§ Text segment

○ ○ ○ ○ ○

IT HAS BEEN said that “the economy is a wholly owned subsidiary of ecology,” but the economic paradigm which is now sweeping the world operates as if it were the other way around. Governments, industries and businesses, north and south, east and west, apart from a few enlightened exceptions such as in Bhutan, believe that the economy comes first; that with economic growth it is possible to manage ecology and clean up the environment. This particular paradigm is at the root of the climate crisis.
The words ‘ecology’ and ‘economy’ come from the same Greek root, oikos, which means ‘home’. Home is always a place of deep and intricate relationships based on mutuality, reciprocity and co-operation. Logos means ‘knowledge’ and nomos means ‘management’. So ecology is knowledge of the home and economy is management of the home.
If we don’t know our home we cannot manage it, so ecology must come first. If there is no Earth wellbeing there can be no human wellbeing. If there is no healthy Earth community there can be no healthy human community. If there is no ecological capital then there can be no financial capital. Financial capital is only an idea, a human device to make the exchange of goods and services easier – finance is basically a figure on a balance sheet. The real capital is the Earth itself. As E. F. Schumacher said, “Nature is our true capital.”

○ ○ ○ ○ ○

§ Information supplied
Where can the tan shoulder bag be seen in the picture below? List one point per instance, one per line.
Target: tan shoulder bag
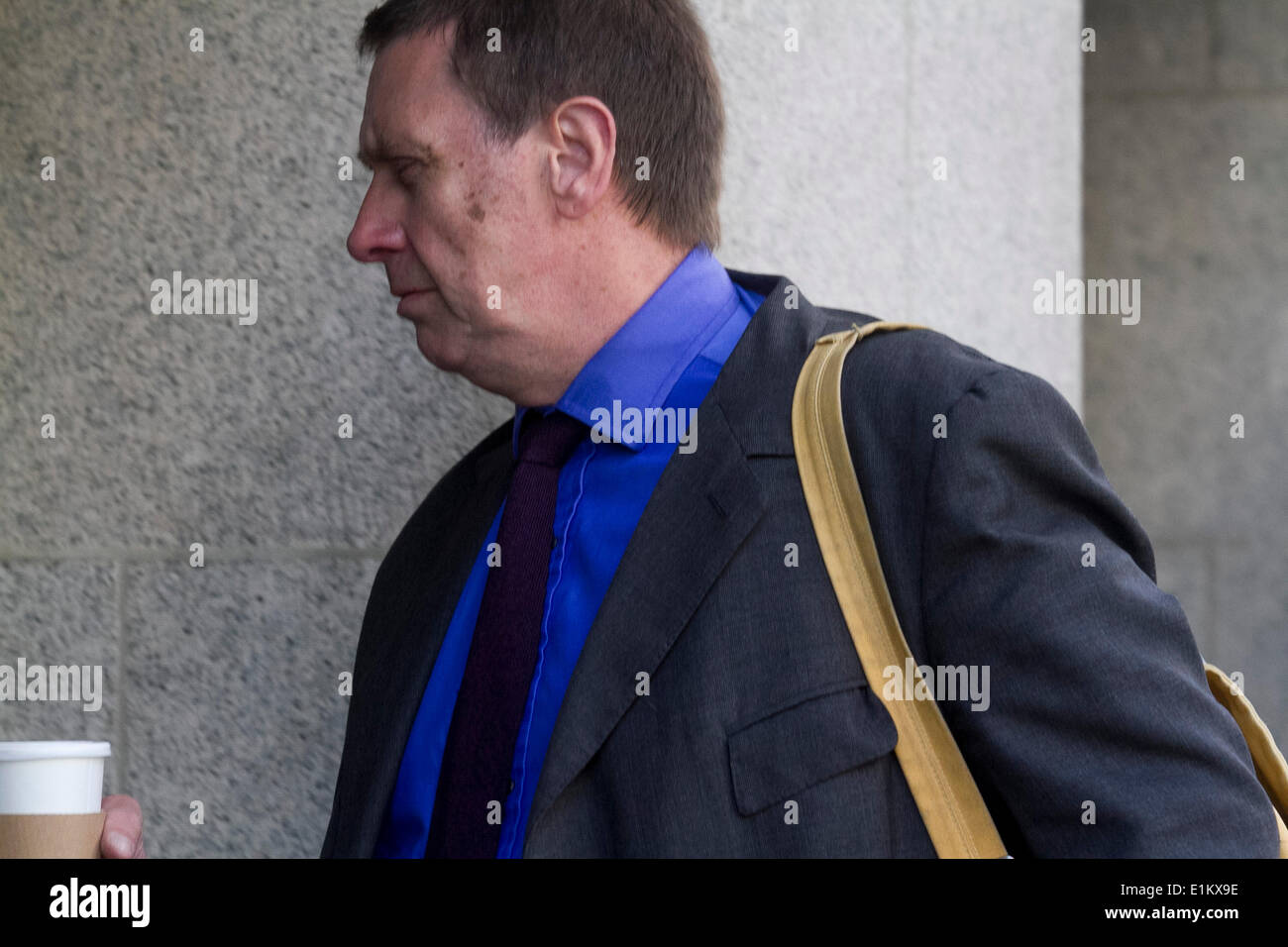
(951, 805)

○ ○ ○ ○ ○

§ Written instruction 1
In the passage on ecology and economy, what does the Greek word nomos mean?
§ Written instruction 2
Please rewrite the passage on ecology and economy, everything from "IT HAS BEEN" down to "the climate crisis.", with "paradigm" replaced by "model".

§ Exercise solution 1
Management.

§ Exercise solution 2
IT HAS BEEN said that “the economy is a wholly owned subsidiary of ecology,” but the economic model which is now sweeping the world operates as if it were the other way around. Governments, industries and businesses, north and south, east and west, apart from a few enlightened exceptions such as in Bhutan, believe that the economy comes first; that with economic growth it is possible to manage ecology and clean up the environment. This particular model is at the root of the climate crisis.